§ What is being asked
Summarize the forum comment below in two sentences.

§ Selected extract
------------------------------

Except you're lying. TFA, which I've actually read, has only this to say :
"I'm getting pretty tired of all the '5 days' hate mail. Those five days were spent trying to negotiate a fix within 60 days,"
Where the word "negotiate" clearly implies that there was more than one back and forward after the point where demand for a deadline was given
"We were in the early phases of the investigation and communicated [to him] on 6/7 that we would not know what our release schedule would be until the end of the week,"
Which clearly admits that they weren't even willing to give a conditional / tentative deadline within the timeline which the responsible disclosure guidelines suggest they should.
So actually, given the facts we have, it seems that a) grandparent's reading is probably at least as close to the truth as yours and b) we can't be sure about almost anything without clearer statements from both sides.
Re:Bullshit (Score:0, Informative)
Re:Bullshit (Score:2, Informative)

------------------------------

§ Data extract

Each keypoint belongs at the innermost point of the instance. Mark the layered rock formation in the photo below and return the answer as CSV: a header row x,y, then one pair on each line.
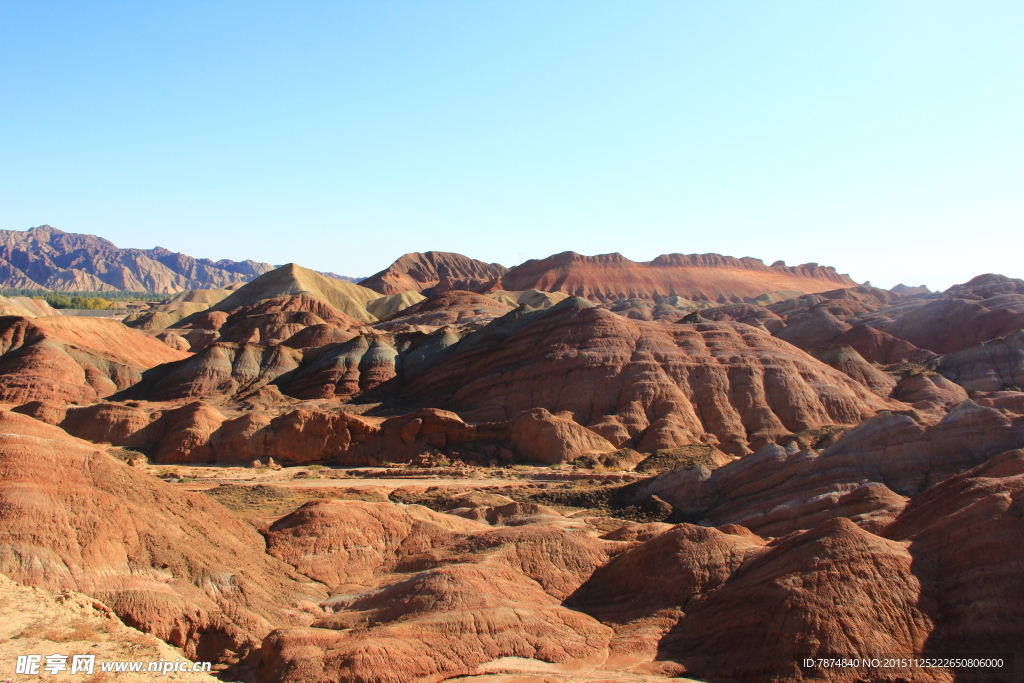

------------------------------

§ Answer to this problem
The commenter accuses another poster of lying and quotes the article, in which the speakers say the five days were spent trying to negotiate a fix within 60 days and that on 6/7 they did not yet know their release schedule. From these quotes, the commenter argues that the negotiation involved more than one exchange and that no tentative deadline was offered within the responsible disclosure timeline, and concludes that the grandparent's reading is probably at least as close to the truth and that little is certain without clearer statements from both sides.